Your answer should consist of the complete listing, repeated verbatim.
Start of RECORDS TO USE
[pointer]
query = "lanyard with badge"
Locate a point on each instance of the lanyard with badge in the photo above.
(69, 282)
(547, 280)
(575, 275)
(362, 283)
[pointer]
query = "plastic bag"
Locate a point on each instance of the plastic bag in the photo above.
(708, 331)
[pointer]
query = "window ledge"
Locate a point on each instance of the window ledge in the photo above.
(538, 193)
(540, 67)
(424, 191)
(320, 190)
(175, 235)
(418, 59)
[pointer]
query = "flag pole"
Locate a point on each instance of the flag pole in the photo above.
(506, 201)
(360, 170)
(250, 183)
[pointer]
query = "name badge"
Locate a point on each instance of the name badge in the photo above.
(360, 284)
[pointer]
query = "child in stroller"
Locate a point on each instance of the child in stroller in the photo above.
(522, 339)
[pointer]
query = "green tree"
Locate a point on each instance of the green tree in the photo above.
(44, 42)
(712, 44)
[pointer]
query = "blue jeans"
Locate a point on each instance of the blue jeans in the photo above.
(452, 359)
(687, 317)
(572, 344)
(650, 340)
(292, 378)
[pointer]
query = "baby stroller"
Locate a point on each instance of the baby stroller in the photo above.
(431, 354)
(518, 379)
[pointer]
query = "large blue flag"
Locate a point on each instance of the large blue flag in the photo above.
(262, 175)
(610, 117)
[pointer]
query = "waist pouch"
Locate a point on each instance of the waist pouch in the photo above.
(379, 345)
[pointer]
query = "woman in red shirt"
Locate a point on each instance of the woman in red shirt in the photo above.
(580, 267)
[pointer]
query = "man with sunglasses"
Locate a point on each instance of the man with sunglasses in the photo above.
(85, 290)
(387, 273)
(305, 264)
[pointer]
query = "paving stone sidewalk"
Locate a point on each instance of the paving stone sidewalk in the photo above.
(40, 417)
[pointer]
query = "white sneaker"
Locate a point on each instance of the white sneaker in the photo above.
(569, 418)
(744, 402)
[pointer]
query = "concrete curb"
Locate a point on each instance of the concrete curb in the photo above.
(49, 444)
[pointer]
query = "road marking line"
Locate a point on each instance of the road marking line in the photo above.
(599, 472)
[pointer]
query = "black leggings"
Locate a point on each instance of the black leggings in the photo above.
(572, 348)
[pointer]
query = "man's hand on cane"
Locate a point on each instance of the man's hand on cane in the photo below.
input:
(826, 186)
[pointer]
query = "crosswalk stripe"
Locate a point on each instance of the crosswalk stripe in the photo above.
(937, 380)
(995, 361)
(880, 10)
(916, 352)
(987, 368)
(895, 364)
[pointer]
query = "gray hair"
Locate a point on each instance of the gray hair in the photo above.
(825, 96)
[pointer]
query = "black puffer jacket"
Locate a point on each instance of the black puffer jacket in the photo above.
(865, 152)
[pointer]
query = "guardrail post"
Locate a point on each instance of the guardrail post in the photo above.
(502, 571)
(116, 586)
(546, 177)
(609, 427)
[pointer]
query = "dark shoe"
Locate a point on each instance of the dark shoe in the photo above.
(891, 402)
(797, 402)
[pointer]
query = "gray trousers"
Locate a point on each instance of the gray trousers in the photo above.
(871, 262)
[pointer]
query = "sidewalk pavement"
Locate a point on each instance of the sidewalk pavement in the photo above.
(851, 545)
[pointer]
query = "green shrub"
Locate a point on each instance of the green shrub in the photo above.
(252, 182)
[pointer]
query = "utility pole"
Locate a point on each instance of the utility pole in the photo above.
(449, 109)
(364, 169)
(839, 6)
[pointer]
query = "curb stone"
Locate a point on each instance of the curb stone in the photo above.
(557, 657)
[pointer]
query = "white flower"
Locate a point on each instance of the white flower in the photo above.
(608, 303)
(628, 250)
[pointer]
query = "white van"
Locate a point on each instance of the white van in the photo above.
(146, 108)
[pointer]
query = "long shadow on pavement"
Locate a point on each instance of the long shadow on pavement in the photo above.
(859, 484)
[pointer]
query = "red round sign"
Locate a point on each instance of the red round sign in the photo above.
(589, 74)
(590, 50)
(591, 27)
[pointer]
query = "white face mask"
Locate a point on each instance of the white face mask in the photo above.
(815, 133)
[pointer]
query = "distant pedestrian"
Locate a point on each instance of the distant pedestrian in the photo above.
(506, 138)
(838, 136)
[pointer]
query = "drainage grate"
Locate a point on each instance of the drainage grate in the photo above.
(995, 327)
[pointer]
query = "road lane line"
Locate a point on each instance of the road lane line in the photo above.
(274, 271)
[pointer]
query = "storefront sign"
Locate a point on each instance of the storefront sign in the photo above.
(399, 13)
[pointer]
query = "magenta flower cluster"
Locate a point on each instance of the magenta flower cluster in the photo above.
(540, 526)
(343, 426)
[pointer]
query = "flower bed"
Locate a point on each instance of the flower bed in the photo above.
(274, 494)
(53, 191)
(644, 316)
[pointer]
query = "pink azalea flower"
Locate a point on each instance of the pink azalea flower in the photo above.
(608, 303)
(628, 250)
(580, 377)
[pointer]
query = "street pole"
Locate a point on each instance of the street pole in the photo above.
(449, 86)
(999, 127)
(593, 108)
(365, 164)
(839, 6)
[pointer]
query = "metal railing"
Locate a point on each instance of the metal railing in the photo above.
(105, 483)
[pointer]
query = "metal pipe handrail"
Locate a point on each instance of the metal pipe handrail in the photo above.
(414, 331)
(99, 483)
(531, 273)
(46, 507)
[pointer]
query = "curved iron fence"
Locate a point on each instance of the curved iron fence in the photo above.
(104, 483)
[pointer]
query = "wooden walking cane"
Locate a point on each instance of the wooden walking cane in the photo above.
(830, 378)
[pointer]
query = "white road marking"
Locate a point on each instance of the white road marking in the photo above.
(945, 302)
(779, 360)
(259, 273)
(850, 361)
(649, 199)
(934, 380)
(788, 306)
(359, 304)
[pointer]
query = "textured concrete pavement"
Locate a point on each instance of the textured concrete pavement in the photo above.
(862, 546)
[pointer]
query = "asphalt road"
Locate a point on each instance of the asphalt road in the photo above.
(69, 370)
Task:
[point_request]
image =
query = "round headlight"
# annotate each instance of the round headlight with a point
End of RECORDS TO USE
» SOLVED PROBLEM:
[pointer]
query = "lanyard with badge"
Locate a point on each instance of the lanyard with badge in the photo above.
(69, 282)
(547, 280)
(575, 275)
(362, 283)
[pointer]
query = "plastic bag"
Locate a point on each instance of the plastic bag in the photo above.
(708, 331)
[pointer]
query = "window ledge"
Locate a point on each instance of the window ledge in the photo above.
(538, 193)
(540, 67)
(424, 191)
(320, 190)
(175, 235)
(418, 59)
[pointer]
query = "flag pole"
Locate a point on each instance of the flag pole in the photo above.
(506, 201)
(360, 170)
(250, 183)
[pointer]
query = "name badge"
Locate a point on each instance of the name badge in the photo above.
(360, 284)
[pointer]
query = "child in stroller"
Locate a point on each instance of the child in stroller in the photo above.
(522, 339)
[pointer]
query = "green tree"
Locate a point on each instance of the green tree in the photo above.
(44, 42)
(712, 44)
[pointer]
query = "blue jeans"
Locate a point on each instance of the blue jeans in the photo above.
(452, 359)
(687, 317)
(572, 344)
(650, 340)
(292, 378)
[pointer]
query = "baby stroller"
Locate a point on each instance of the baby stroller in the photo above.
(431, 354)
(518, 379)
[pointer]
query = "large blue flag"
Locate a point on each instance of the large blue flag in the photo above.
(262, 175)
(610, 117)
[pointer]
query = "waist pouch"
Locate a point on each instance of the waist pouch in the photo above.
(379, 345)
[pointer]
query = "woman in red shirt"
Locate a point on each instance of the woman in red shirt in the photo above.
(580, 267)
[pointer]
query = "man with sunglasses"
Locate a point on each instance of the man with sunglasses in the photo above.
(85, 290)
(387, 273)
(305, 264)
[pointer]
query = "paving stone sidewalk"
Locate a point on each instance of the paving stone sidewalk in the photo above.
(40, 417)
[pointer]
query = "white sneaker"
Locate a point on each instance of the white sneaker in the photo above.
(569, 418)
(744, 402)
[pointer]
query = "concrete curb"
Locate a point on each instance of the concrete curb in the photo above.
(49, 444)
[pointer]
query = "road marking line"
Locate a point on each instance of the road marking line in the photo above.
(599, 472)
[pointer]
query = "black leggings"
Locate a point on each instance of the black leggings in the photo above.
(572, 348)
[pointer]
query = "man's hand on cane"
Locate a point on each instance of the man's hand on cane in the photo below.
input:
(826, 186)
[pointer]
query = "crosswalk stripe"
Locate a point on each instance of the crosswalk stripe in the photo above.
(937, 380)
(995, 361)
(880, 10)
(916, 352)
(987, 368)
(895, 364)
[pointer]
query = "gray hair"
Locate a point on each instance of the gray hair in the photo above.
(825, 96)
[pointer]
query = "black puffer jacket"
Locate a point on each instance of the black puffer jacket in the photo above.
(865, 152)
[pointer]
query = "guardrail post"
Locate a point on each instance of the guardrail post in the photo above.
(502, 571)
(116, 586)
(546, 177)
(609, 427)
[pointer]
query = "dark shoe"
Locate a point on each instance of the dark shoe in the photo above.
(891, 402)
(797, 402)
[pointer]
query = "gray trousers"
Locate a point on each instance of the gray trousers in the photo above.
(871, 262)
[pointer]
query = "sidewalk pavement"
Locate a point on each instance of the sidewalk pavement in the photo above.
(851, 545)
[pointer]
query = "green shrub"
Locate a point on each instance of the green shrub in the photo above.
(252, 182)
[pointer]
query = "utility pole"
Locate a point on each instance of the utility pole in the photo above.
(449, 109)
(364, 169)
(839, 6)
[pointer]
query = "curb stone"
Locate a point on each instance of the curb stone in the photo above.
(557, 657)
[pointer]
query = "white flower"
Locate a point on each instance of the white flower in the photo above.
(608, 303)
(628, 250)
[pointer]
query = "white van"
Locate a point on each instance of the white van in the photo above.
(146, 108)
[pointer]
query = "long shadow on pavement"
Locate a point on each instance of the long shadow on pavement in the photo above.
(859, 484)
[pointer]
query = "red round sign"
Locate a point on each instance of the red round sign in the photo above.
(589, 74)
(590, 50)
(591, 27)
[pointer]
query = "white face mask"
Locate a point on each instance of the white face mask in the photo above.
(815, 133)
[pointer]
query = "distant pedestrian"
Locate a point on each instance of the distant pedestrian in the photo above.
(506, 138)
(838, 136)
[pointer]
query = "drainage grate"
Locate a point on each instance of the drainage grate in the photo above.
(995, 327)
[pointer]
query = "road lane line"
Locate a point on each instance of the road lane line in the photo above.
(274, 271)
[pointer]
query = "storefront sign"
Locate a point on each instance of the storefront sign in the photo above.
(399, 13)
[pointer]
query = "magenta flower cluster"
Locate a point on each instance of the magenta flower cluster in the photo above.
(540, 526)
(343, 426)
[pointer]
query = "flower bed"
Locate a point on each instance of the flower bed in the photo above.
(274, 494)
(53, 191)
(644, 316)
[pointer]
query = "pink azalea flower"
Locate a point on each instance of the pink azalea flower in the photo above.
(608, 303)
(628, 250)
(580, 377)
[pointer]
query = "street pole"
Locate a point on each instance of the street pole in the photo above.
(449, 86)
(999, 127)
(593, 108)
(365, 164)
(839, 6)
[pointer]
query = "metal railing"
Locate a point on each instance of the metal railing in the photo above.
(105, 483)
[pointer]
query = "metal pipe handrail"
Locate a point on each instance of the metal pipe handrail in the photo above.
(414, 331)
(99, 483)
(531, 273)
(46, 507)
[pointer]
query = "curved iron fence"
Locate a point on each instance of the curved iron fence in the photo above.
(104, 483)
[pointer]
query = "wooden walking cane"
Locate a point on each instance of the wooden walking cane in the photo above.
(830, 378)
[pointer]
query = "white road marking"
Locate a point on each instance of the white road marking in the photo above.
(945, 302)
(779, 360)
(259, 273)
(850, 361)
(649, 199)
(934, 380)
(788, 306)
(359, 304)
[pointer]
query = "textured concrete pavement"
Locate a point on each instance of the textured concrete pavement in the photo above.
(862, 546)
[pointer]
query = "asphalt road"
Locate a point on each instance of the asphalt road in the photo above.
(69, 370)
Task:
[point_request]
image =
query = "round headlight"
# annotate each instance of the round headlight with a point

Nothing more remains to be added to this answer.